**** TEXTO APRESENTADO ****

A situação de Lazaroni se torna insustentável. A diretoria resolve agir. É convocada uma Reunião.
Nessa reunião, estão presentes o Presidente, o VP de Futebol, o Diretor de Futebol, o Supervisor de Futebol, o representante dos jogadores (Zico) e um representante das Torcidas Organizadas. Após muita discussão, argumentos aqui e ali, define-se que Lazaroni será mantido. Mas não há unanimidade. Longe disso.
Ao final da entrevista, o presidente sai e, aos microfones, anuncia a permanência do treinador, “o Flamengo tem um projeto de longo prazo, não vai abrir mão dele por causa de um revés”

QUARTO ATO
O acanhado Nielsen Louzada, na Baixada Fluminense, é o próximo palco da agonia. Ao contrário do jogo de Niterói, dessa vez a polícia monta um ostensivo esquema de segurança, conseguindo isolar os jogadores da turba enfurecida que povoa as cercanias do estádio. Provavelmente há mais pessoas do lado de fora do que necessariamente alojadas nas arquibancadas. A esmagadora maioria de torcedores é rubro-negra. Mas o Flamengo, literalmente, está em campo como visitante. Hostilizado pelos próprios adeptos.
A atuação da equipe contra o pequeno Mesquita é deprimente. Além de apáticos, os jogadores agora estão nervosos. A bola queima. O time, confuso e desorganizado, cria pouco ou quase nada, e não é derrotado por causa da boa atuação de Cantarele. No fim, um 0-0 melancólico. Os torcedores dessa vez não conseguem invadir o campo, mas atiram moedas e cédulas nos jogadores. “Fora Marajás”, “Fora Lazaroni”, “Fora”. Há rumores de que o ônibus do time será emboscado no trajeto de volta, o que obriga o motorista a alterar o itinerário.
A diretoria, dessa vez, sequer cogita reunião. Lazaroni é mantido sem maior discussão.

QUINTO ATO
Maracanã, noite de sábado. O Flamengo escapa de uma goleada, ao empatar com o Botafogo em 0-0, graças à inoperância do ataque adversário. O time até melhora na segunda etapa e cria uma ou outra chance, mas a sensação é um misto de alívio e irritação. O presidente, ainda nos vestiários, afirma taxativamente: “Lazaroni não sai. Essa questão não está em discussão. Ele comanda o treino na segunda-feira”.
No dia seguinte, uma nova reunião é marcada. Dessa vez, apenas entre o Presidente e os VP's de Futebol, Finanças, Administração e outras eminências pardas. Dali, saem demitidos o próprio VP de Futebol, o Diretor de Futebol e toda a comissão técnica, inclusive Sebastião Lazaroni.

**** MATERIAL ****

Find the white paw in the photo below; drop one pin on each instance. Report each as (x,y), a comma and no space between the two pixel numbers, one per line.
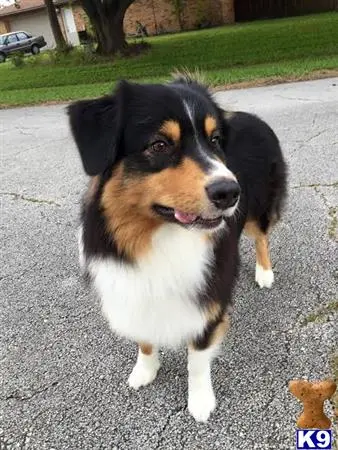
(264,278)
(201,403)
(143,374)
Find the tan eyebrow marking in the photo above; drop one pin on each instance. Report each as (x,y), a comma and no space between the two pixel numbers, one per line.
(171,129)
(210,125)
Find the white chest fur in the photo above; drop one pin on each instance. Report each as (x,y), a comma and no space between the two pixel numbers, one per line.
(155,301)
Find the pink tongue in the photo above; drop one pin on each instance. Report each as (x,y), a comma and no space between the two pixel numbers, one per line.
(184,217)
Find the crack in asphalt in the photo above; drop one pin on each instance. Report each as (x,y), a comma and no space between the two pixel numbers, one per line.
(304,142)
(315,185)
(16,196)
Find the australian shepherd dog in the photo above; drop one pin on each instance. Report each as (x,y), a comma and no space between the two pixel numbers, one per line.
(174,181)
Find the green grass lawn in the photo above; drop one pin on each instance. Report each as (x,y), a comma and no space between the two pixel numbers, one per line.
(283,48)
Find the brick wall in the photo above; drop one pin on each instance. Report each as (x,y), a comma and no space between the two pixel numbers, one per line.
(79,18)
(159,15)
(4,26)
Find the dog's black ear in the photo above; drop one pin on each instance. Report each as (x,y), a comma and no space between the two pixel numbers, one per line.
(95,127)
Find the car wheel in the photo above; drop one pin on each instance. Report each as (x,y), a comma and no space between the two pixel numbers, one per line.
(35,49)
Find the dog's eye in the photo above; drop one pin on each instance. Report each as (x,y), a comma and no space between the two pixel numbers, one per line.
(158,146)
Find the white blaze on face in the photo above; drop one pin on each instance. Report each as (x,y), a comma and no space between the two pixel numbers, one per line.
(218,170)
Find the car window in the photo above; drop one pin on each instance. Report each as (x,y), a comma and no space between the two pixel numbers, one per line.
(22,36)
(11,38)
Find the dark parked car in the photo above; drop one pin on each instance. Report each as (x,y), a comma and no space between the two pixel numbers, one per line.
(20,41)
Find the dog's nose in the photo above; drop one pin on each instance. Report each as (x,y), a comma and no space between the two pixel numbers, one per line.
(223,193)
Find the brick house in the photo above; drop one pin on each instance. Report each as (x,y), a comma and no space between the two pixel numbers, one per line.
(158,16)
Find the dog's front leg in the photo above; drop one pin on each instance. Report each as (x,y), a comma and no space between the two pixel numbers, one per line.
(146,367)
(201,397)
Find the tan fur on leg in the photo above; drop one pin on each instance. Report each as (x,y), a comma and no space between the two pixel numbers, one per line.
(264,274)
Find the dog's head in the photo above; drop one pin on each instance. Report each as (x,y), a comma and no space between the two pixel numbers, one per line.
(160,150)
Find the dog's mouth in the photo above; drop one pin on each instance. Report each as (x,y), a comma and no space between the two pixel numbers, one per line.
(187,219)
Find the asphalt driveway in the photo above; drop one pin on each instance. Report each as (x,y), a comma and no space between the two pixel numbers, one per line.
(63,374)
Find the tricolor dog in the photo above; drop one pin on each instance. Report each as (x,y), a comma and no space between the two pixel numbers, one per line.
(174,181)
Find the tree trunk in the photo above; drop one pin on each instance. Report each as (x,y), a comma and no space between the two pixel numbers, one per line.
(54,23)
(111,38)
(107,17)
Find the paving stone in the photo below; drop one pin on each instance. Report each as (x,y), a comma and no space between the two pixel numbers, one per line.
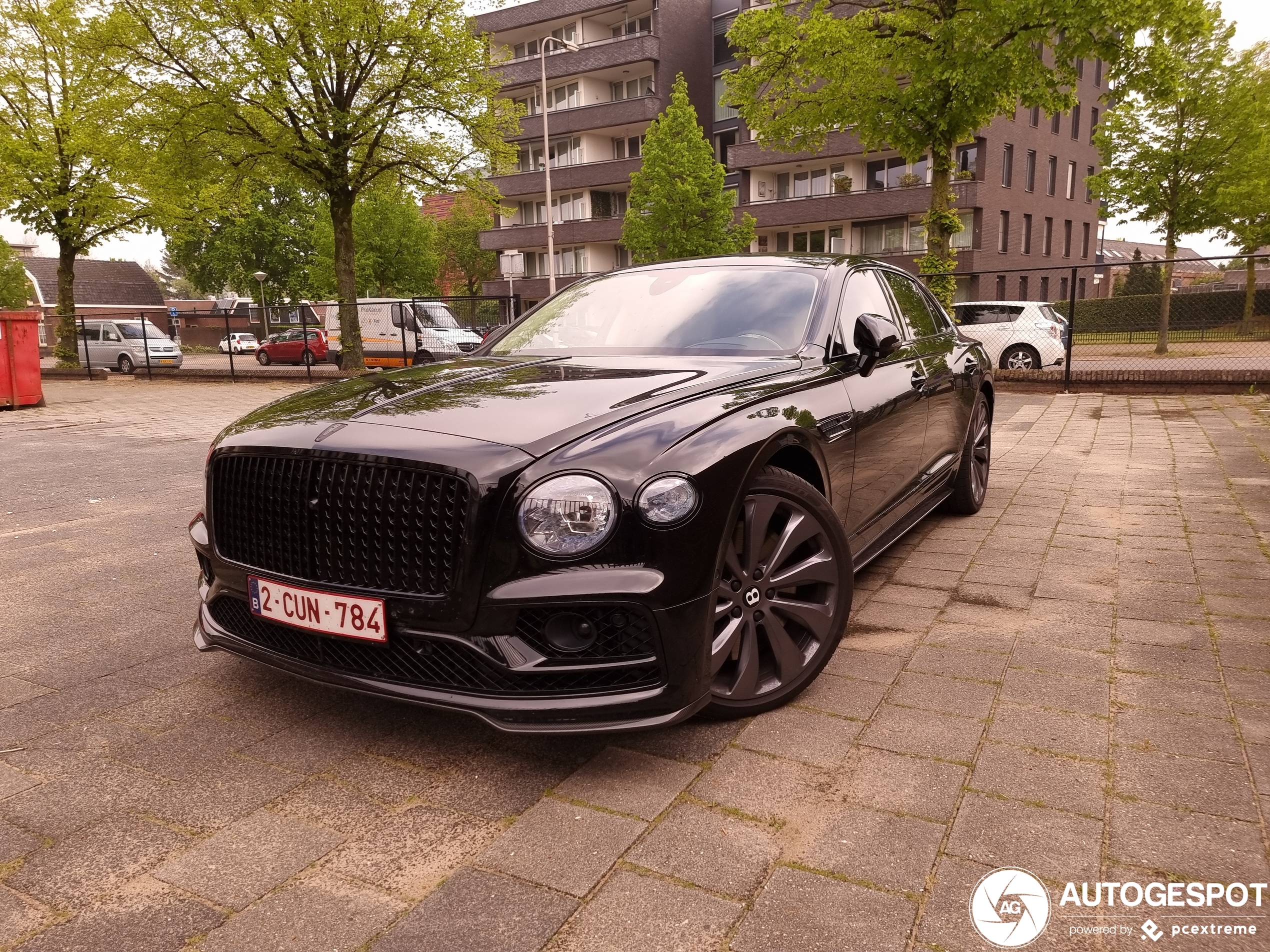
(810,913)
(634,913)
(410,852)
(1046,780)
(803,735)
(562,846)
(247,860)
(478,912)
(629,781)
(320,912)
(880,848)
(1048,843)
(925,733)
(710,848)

****

(TAREFAS OBRIGATÓRIAS)
[A] No texto apresentado, quem teve a boa atuação que impediu a derrota do Flamengo contra o Mesquita?
[B] Redigite o trecho do texto apresentado entre "Nessa reunião, estão" e "unanimidade. Longe disso.", inclusive.
[C] Diga se cada afirmação abaixo está de acordo com o texto apresentado, respondendo sim ou não e citando as palavras do texto que decidem a questão. (i) O jogo do quarto ato foi disputado no Nielsen Louzada, na Baixada Fluminense. (ii) Depois do empate com o Mesquita, a diretoria convocou uma nova reunião. (iii) Na reunião marcada após o jogo contra o Botafogo, o VP de Futebol foi demitido.
Baseie-se somente no texto apresentado.

(RESPOSTAS DOS EXERCÍCIOS)
[A] Cantarele.

[B]
Nessa reunião, estão presentes o Presidente, o VP de Futebol, o Diretor de Futebol, o Supervisor de Futebol, o representante dos jogadores (Zico) e um representante das Torcidas Organizadas. Após muita discussão, argumentos aqui e ali, define-se que Lazaroni será mantido. Mas não há unanimidade. Longe disso.

[C]
(i) Sim: "O acanhado Nielsen Louzada, na Baixada Fluminense, é o próximo palco da agonia."
(ii) Não: "A diretoria, dessa vez, sequer cogita reunião."
(iii) Sim: "Dali, saem demitidos o próprio VP de Futebol, o Diretor de Futebol e toda a comissão técnica, inclusive Sebastião Lazaroni."